◆ Required tasks:
A) From the reflection below, quote the part that begins at the words "I was balancing" and stops after the words "of the conversation.".
B) Rewrite all of the rows below with "Target" changed to "Label" and nothing else altered, and leave the pictures out of your answer.

I was balancing on the tipping point of having too much to drink (shamefully remembering the message that Angela had scrawled on her apartment wall all those years ago and how we'd laughed about it then) and sat alone, bass tones of the haunting waltz I was listening to reverberating into the dark of the living room. The song always makes me think of him in this sad what-more-could-I-have-done way, as though the book has ended, as though any action I take would change anything anyhow. We are increasingly becoming islands, the distance too much for anything more than the occasional stop-over and the unfamiliar air that entails. “I wish things could be different,” I would say, and he would nod, and we would both look at our feet and shift in our chairs and sip from our cups and that would be the end of the conversation. 

Distill this situation down into the pieces that you have control over, and the pieces that are totally out of your control. The only thing you can do with the latter is let it go or let it make you crazy. Focus your efforts on what you can control, and work to change those pieces into something that you can be OK with.

◆ Data to use:

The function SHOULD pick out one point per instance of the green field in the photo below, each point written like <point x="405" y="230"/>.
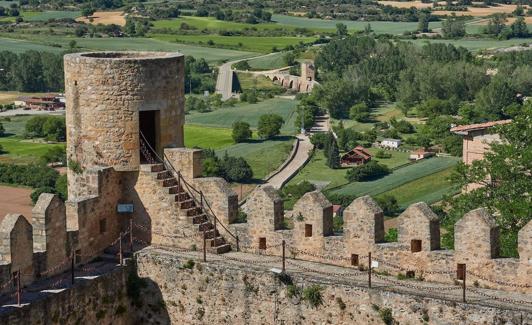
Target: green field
<point x="17" y="149"/>
<point x="379" y="27"/>
<point x="270" y="62"/>
<point x="225" y="117"/>
<point x="207" y="137"/>
<point x="428" y="189"/>
<point x="399" y="177"/>
<point x="478" y="44"/>
<point x="46" y="15"/>
<point x="59" y="44"/>
<point x="397" y="159"/>
<point x="245" y="43"/>
<point x="263" y="156"/>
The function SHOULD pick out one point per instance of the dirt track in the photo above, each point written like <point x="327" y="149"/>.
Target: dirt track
<point x="15" y="200"/>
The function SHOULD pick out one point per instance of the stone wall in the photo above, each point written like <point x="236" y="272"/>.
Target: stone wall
<point x="102" y="300"/>
<point x="223" y="293"/>
<point x="417" y="252"/>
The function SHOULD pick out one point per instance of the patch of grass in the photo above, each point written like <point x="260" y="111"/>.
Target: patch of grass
<point x="263" y="156"/>
<point x="316" y="171"/>
<point x="427" y="189"/>
<point x="261" y="44"/>
<point x="250" y="81"/>
<point x="250" y="113"/>
<point x="207" y="137"/>
<point x="399" y="177"/>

◆ The answers:
A)
I was balancing on the tipping point of having too much to drink (shamefully remembering the message that Angela had scrawled on her apartment wall all those years ago and how we'd laughed about it then) and sat alone, bass tones of the haunting waltz I was listening to reverberating into the dark of the living room. The song always makes me think of him in this sad what-more-could-I-have-done way, as though the book has ended, as though any action I take would change anything anyhow. We are increasingly becoming islands, the distance too much for anything more than the occasional stop-over and the unfamiliar air that entails. “I wish things could be different,” I would say, and he would nod, and we would both look at our feet and shift in our chairs and sip from our cups and that would be the end of the conversation.

B)
The function SHOULD pick out one point per instance of the green field in the photo below, each point written like <point x="405" y="230"/>.
Label: green field
<point x="17" y="149"/>
<point x="379" y="27"/>
<point x="270" y="62"/>
<point x="225" y="117"/>
<point x="207" y="137"/>
<point x="428" y="189"/>
<point x="399" y="177"/>
<point x="478" y="44"/>
<point x="46" y="15"/>
<point x="59" y="44"/>
<point x="397" y="159"/>
<point x="245" y="43"/>
<point x="263" y="156"/>
The function SHOULD pick out one point per instance of the dirt track in the photo above, each point written like <point x="327" y="149"/>.
Label: dirt track
<point x="15" y="200"/>
The function SHOULD pick out one point per instance of the stone wall in the photo above, each point written like <point x="236" y="272"/>.
Label: stone wall
<point x="102" y="300"/>
<point x="223" y="293"/>
<point x="417" y="252"/>
The function SHOULD pick out one point per instance of the patch of grass in the photo above, each point written like <point x="260" y="111"/>.
Label: patch of grass
<point x="263" y="156"/>
<point x="316" y="171"/>
<point x="427" y="189"/>
<point x="261" y="44"/>
<point x="250" y="81"/>
<point x="250" y="113"/>
<point x="207" y="137"/>
<point x="399" y="177"/>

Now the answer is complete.